* GIVEN DATA
----------------
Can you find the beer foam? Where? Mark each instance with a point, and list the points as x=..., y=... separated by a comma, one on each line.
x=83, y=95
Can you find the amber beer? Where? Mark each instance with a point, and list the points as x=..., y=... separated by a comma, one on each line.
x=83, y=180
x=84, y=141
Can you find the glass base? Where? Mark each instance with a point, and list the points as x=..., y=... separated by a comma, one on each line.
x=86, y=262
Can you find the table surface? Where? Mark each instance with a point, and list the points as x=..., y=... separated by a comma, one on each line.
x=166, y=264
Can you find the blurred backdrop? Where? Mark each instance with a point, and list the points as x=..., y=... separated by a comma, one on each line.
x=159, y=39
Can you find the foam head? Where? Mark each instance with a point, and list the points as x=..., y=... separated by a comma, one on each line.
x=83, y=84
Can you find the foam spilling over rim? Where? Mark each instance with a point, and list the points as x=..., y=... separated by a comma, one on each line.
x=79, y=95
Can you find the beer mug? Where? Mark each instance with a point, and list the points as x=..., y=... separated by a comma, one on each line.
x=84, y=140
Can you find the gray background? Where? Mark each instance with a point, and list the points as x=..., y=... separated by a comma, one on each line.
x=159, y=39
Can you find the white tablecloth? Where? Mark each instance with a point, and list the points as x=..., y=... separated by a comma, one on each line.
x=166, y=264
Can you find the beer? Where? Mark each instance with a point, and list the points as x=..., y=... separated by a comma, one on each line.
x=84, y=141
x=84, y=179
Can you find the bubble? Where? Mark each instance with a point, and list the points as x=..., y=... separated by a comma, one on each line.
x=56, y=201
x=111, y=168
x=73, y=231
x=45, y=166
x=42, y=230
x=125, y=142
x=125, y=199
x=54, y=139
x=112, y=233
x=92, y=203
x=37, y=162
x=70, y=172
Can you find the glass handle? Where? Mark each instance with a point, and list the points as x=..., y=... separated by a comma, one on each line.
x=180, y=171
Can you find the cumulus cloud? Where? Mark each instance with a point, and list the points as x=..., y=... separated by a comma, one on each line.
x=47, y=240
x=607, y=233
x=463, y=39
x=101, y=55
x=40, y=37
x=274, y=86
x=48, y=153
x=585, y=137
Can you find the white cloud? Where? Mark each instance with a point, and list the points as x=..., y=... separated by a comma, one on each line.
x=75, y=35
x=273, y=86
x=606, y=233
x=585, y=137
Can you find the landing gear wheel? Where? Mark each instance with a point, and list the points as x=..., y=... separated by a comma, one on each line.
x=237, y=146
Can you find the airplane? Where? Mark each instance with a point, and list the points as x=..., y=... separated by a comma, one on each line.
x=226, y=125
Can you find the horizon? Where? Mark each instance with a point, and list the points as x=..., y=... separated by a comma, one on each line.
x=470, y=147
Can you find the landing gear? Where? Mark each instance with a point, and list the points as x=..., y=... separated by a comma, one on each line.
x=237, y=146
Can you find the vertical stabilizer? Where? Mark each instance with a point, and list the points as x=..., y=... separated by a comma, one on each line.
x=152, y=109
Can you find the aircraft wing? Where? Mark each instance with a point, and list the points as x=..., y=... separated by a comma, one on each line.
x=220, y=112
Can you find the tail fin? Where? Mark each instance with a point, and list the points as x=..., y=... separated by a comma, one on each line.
----------------
* GIVEN PROBLEM
Extract the complete set of records unchanged.

* WRITTEN SOLUTION
Can you find the beer foam? Where? Mark each instance with a point, and list the points as x=..., y=... separated by a comma, one on each line.
x=83, y=95
Can you find the amber beer? Where? Mark each instance with a point, and list the points as x=..., y=... separated by a comma, one on each line.
x=83, y=180
x=84, y=141
Can you find the glass base? Where? Mark each instance with a point, and list the points as x=..., y=... separated by a comma, one on each line.
x=86, y=262
Can you find the table surface? Where? Mark each instance with a point, and list the points as x=..., y=... separated by a comma, one on each line.
x=166, y=264
Can you find the blurred backdrop? Where? Mark each instance with a point, and list the points as x=..., y=... separated by a comma, one on each line.
x=159, y=39
Can you find the foam head? Where? Mark each instance with a point, and list the points as x=..., y=... separated by a comma, one on each line.
x=83, y=84
Can you find the foam spilling over rim? Where? Mark each instance with a point, and list the points as x=..., y=... separated by a comma, one on each line.
x=79, y=95
Can you find the beer mug? Where? Mark each instance with a point, and list the points as x=..., y=... separated by a comma, one on each line.
x=84, y=140
Can you find the gray background? Where? Mark each instance with a point, and list the points as x=..., y=... separated by a comma, one on each line.
x=159, y=39
Can you find the white tablecloth? Where? Mark each instance with a point, and list the points as x=..., y=... separated by a comma, one on each line.
x=166, y=264
Can you find the beer? Where? Mark each instance with a point, and list the points as x=..., y=... separated by a comma, one on each line.
x=84, y=141
x=84, y=179
Can you find the bubble? Where? Mark each instance with a point, and list the points as x=..., y=... separated by a comma, one on each line.
x=56, y=201
x=111, y=168
x=73, y=231
x=45, y=166
x=42, y=230
x=125, y=142
x=125, y=199
x=54, y=139
x=112, y=233
x=92, y=203
x=37, y=162
x=70, y=172
Can you find the glass handle? Where? Mark each instance with a point, and list the points as x=..., y=... separated by a comma, one on each line.
x=180, y=171
Can you find the cumulus cloud? Where? Mark each instance with a point, and list the points as x=..., y=... separated by a comma, one on each line.
x=47, y=240
x=607, y=233
x=463, y=39
x=101, y=55
x=40, y=37
x=274, y=86
x=48, y=153
x=585, y=137
Can you find the white cloud? Where? Mark each instance with a point, and list the points as x=..., y=... separated by a comma, one on each line.
x=75, y=35
x=273, y=86
x=606, y=233
x=585, y=137
Can you find the landing gear wheel? Where? Mark each instance with a point, and list the points as x=..., y=... separated by a comma, one on each line.
x=237, y=146
Can you find the airplane? Where? Mark each instance with a point, and list the points as x=..., y=... separated by a comma, one on each line.
x=226, y=125
Can you find the horizon? Where? Mark each instance with a point, and list the points as x=..., y=... separated by a comma, one on each line.
x=470, y=147
Can you find the landing gear? Where? Mark each instance with a point, and list the points as x=..., y=... separated by a comma, one on each line.
x=237, y=146
Can you find the vertical stabilizer? Where? Mark each instance with a point, and list the points as x=..., y=... separated by a comma, one on each line.
x=152, y=109
Can you find the aircraft wing? Where? Mark each instance with a point, and list the points as x=..., y=... separated by a comma, one on each line.
x=220, y=112
Can you find the tail fin? Where? Mark each instance with a point, and list the points as x=..., y=... separated by a comma, one on each line.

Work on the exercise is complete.